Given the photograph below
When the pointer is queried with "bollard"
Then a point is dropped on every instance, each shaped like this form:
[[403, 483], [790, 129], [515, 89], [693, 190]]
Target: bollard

Task objective:
The answer should consist only of the lines from the one containing "When the pointer" through the last line of the data, given again exactly.

Response to the exercise:
When the pointer is queried with "bollard"
Then a point is dropped on every instance, each shaped like this form:
[[403, 483], [790, 129], [515, 89], [693, 190]]
Target: bollard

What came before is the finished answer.